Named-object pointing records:
>> START
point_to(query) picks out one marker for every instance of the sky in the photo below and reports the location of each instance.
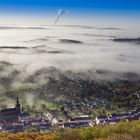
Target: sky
(81, 5)
(76, 8)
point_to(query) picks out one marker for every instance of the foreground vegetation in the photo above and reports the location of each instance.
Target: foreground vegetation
(121, 131)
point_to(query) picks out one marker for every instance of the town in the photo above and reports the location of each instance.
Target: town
(15, 120)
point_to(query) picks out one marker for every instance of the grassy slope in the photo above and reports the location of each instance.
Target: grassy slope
(121, 131)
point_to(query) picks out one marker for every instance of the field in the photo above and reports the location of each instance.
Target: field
(121, 131)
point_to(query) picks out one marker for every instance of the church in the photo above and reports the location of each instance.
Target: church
(10, 114)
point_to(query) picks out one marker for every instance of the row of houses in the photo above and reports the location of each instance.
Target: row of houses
(14, 120)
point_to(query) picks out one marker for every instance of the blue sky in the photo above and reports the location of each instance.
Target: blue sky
(81, 5)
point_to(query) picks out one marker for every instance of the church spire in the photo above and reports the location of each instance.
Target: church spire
(18, 105)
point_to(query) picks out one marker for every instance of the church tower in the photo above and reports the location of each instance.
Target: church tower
(18, 105)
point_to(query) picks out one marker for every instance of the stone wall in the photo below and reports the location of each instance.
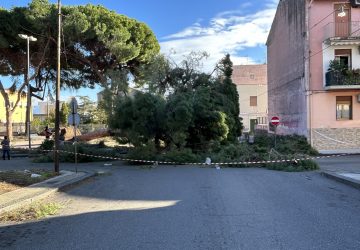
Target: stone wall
(336, 139)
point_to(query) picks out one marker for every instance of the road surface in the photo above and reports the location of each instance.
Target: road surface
(197, 208)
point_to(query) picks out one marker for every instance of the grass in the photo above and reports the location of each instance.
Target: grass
(11, 180)
(34, 211)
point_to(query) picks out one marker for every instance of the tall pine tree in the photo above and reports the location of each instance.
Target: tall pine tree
(228, 97)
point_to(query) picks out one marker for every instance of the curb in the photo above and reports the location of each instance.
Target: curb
(44, 188)
(343, 179)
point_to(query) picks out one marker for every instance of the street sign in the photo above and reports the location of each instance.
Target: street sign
(275, 121)
(73, 105)
(74, 119)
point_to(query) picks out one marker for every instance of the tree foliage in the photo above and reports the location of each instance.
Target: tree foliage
(182, 108)
(95, 40)
(64, 112)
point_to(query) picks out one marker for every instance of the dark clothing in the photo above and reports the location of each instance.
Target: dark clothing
(6, 152)
(6, 148)
(5, 144)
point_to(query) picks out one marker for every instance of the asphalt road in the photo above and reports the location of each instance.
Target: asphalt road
(197, 208)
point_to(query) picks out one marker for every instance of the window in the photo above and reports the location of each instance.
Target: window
(343, 107)
(343, 56)
(253, 101)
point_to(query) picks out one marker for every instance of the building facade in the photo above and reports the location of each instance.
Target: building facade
(314, 72)
(251, 84)
(18, 116)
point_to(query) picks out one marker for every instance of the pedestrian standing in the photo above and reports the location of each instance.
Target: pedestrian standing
(47, 133)
(6, 147)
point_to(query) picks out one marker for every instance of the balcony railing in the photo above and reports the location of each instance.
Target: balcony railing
(346, 79)
(345, 30)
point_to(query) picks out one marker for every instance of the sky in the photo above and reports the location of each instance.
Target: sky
(237, 27)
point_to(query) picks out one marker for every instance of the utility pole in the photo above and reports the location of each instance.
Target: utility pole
(28, 107)
(57, 100)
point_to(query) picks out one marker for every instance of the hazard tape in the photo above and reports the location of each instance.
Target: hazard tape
(293, 160)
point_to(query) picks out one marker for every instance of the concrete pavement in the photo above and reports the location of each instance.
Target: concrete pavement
(24, 196)
(70, 174)
(345, 169)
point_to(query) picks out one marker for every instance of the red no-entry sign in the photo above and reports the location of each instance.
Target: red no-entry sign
(275, 121)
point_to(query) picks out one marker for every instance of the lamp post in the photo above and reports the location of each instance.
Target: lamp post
(28, 107)
(57, 100)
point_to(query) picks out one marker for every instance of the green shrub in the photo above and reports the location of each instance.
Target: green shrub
(180, 155)
(306, 165)
(68, 150)
(47, 145)
(146, 152)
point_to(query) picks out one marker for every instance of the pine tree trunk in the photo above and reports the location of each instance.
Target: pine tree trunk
(9, 123)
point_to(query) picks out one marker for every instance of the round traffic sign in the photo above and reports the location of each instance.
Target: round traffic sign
(275, 121)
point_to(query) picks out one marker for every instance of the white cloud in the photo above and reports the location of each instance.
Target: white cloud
(228, 32)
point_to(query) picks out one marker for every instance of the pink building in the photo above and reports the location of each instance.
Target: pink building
(314, 72)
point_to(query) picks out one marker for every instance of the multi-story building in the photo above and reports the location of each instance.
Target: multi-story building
(314, 72)
(19, 115)
(251, 84)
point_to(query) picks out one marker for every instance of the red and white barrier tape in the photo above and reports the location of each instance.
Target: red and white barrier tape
(198, 163)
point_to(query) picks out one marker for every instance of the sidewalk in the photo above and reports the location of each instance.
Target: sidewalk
(24, 196)
(69, 176)
(344, 169)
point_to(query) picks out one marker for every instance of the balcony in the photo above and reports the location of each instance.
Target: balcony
(347, 79)
(345, 33)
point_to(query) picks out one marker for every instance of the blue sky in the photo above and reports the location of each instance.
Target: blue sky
(237, 27)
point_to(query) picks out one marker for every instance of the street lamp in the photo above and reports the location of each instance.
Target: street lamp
(28, 108)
>> END
▶ Aim of the exercise: Retype every record above exactly as written, but leave out the pictures.

▶ Task result:
point_to(query) picks out one marker for every instance of the sky in the photo below and reports the location of each instance.
Target: sky
(81, 5)
(76, 8)
point_to(query) picks out one marker for every instance of the foreground vegetation in the photo above and reports the location of each instance.
Target: foreground vegetation
(121, 131)
point_to(query) picks out one marker for every instance of the town in the photo above and reports the location of each instance.
Target: town
(15, 120)
point_to(query) picks out one marker for every instance of the grassy slope in the photo above and reports the location of each instance.
Target: grassy slope
(121, 131)
point_to(query) picks out one marker for every instance of the field in the photo above and reports the location of each instance.
Target: field
(121, 131)
point_to(query) picks out one marker for every instance of the church in the photo above and reports the location of each instance.
Target: church
(10, 114)
point_to(query) picks out one marker for every instance of the row of houses in the photo above and reports the location of each instance.
Target: row of houses
(14, 120)
point_to(query) picks out one marker for every instance of the blue sky in the photo above and reports the location of each instance.
Target: blue sky
(81, 5)
point_to(query) picks out one marker for every instance of the church spire in the photo above and reports the location of each instance.
Target: church spire
(18, 105)
point_to(query) picks out one marker for every instance of the church tower in the photo above and reports the location of each instance.
Target: church tower
(18, 105)
point_to(query) picks out one marker for every instance of the stone wall in the photo below and reports the location of each instance.
Target: stone wall
(336, 139)
point_to(query) picks out one marker for every instance of the road surface in the photo above and reports the location of each instance.
Target: road surface
(197, 208)
point_to(query) picks out one marker for every instance of the grass in the photo above and reports the location of each instance.
Target: grass
(11, 180)
(34, 211)
point_to(query) picks out one marker for every instance of the tall pine tree in the photo above and reports the location of each instance.
Target: tall pine tree
(228, 97)
point_to(query) picks out one marker for every instance of the curb in the photo above and reports the location of each instance.
Target: curb
(44, 188)
(343, 179)
point_to(query) picks out one marker for every instance of the street sign in the photo above and reports the location of each instance.
Target: street sign
(275, 121)
(73, 105)
(74, 119)
point_to(query) picks out one marker for every instance of the tree foliage in the photo above and reports the location of each instance.
Target: tree foliage
(182, 108)
(95, 40)
(64, 112)
point_to(query) picks out one marker for every instance of the dark clothing in the photo above and reports the location of each instance.
Target: dark clothing
(6, 152)
(6, 148)
(5, 144)
point_to(query) picks out one marker for every instance of the asphalt road in the photo above and reports the location of each instance.
Target: asphalt road
(197, 208)
point_to(query) picks out one marker for every instance of the window in the photo above and reports the location of each instance.
Target: window
(343, 107)
(343, 56)
(253, 101)
point_to(query) picks out one marker for every instance of the building facade in the photo above and reports the location of each instance.
Target: building facade
(314, 72)
(251, 84)
(18, 116)
point_to(query) picks out one marker for every instance of the pedestrian standing in the photo above and reports the location of each instance.
Target: pedestrian standing
(47, 133)
(6, 147)
point_to(query) picks out one marker for every instance of the balcony railing in the photo above and reports the location of each instance.
Target: balcony railing
(346, 79)
(345, 30)
point_to(query) picks out one marker for every instance of the sky in the photo above and reports the location of each instance.
Target: sky
(237, 27)
point_to(query) picks out one marker for every instance of the utility pole in the photo above and reports the location of each instance.
Target: utility pole
(28, 107)
(57, 100)
point_to(query) picks out one marker for every instance of the hazard tape in the photo above and reports the location of each instance.
Target: hazard tape
(293, 160)
point_to(query) picks out one marker for every instance of the concrete pavement in the photo above and reports the location of each instance.
Target: concrete pavement
(24, 196)
(70, 174)
(345, 169)
point_to(query) picks out one marker for every instance of the red no-entry sign in the photo above and reports the location of each instance.
Target: red no-entry sign
(275, 121)
point_to(query) picks out one marker for every instance of the lamp post in the photo above and reports the location of each instance.
Target: lamp post
(28, 107)
(57, 100)
point_to(query) picks out one marker for every instance of the green shrub in the photo above and reports the location of each instance.
Target: green shrub
(180, 155)
(306, 165)
(68, 150)
(47, 145)
(146, 152)
point_to(query) picks out one marker for every instance of the pine tree trunk in the photo above and reports the location of each instance.
Target: pine tree trunk
(9, 123)
point_to(query) picks out one marker for every instance of the round traffic sign in the photo above and reports the location of each instance.
Target: round traffic sign
(275, 121)
point_to(query) picks out one marker for every instance of the white cloud in the photo above and reports the location of each instance.
Target: white cloud
(228, 32)
point_to(query) picks out one marker for every instance of the pink building in the photo above and reports the location of each instance.
Target: pink building
(314, 72)
point_to(query) picks out one marker for every instance of the multi-story building in the photo above and reports the location of each instance.
Target: multi-story building
(314, 72)
(19, 115)
(251, 84)
point_to(query) picks out one marker for every instance of the red and white barrier tape in the photo above and reports the location of each instance.
Target: red and white barrier tape
(198, 163)
point_to(query) picks out one marker for every instance of the sidewalk in the photo above and reports the location of each instance.
Target: sidewalk
(24, 196)
(69, 176)
(344, 169)
point_to(query) picks out one marker for every instance of the balcony in the photo above and reports the location of each instance.
Target: balcony
(347, 79)
(345, 33)
point_to(query) picks out one marker for every instance of the blue sky in the photo above and reports the location of each instance.
Target: blue sky
(237, 27)
point_to(query) picks out one marker for every instance of the street lamp in the photo above and reports the location of each instance.
Target: street lamp
(28, 108)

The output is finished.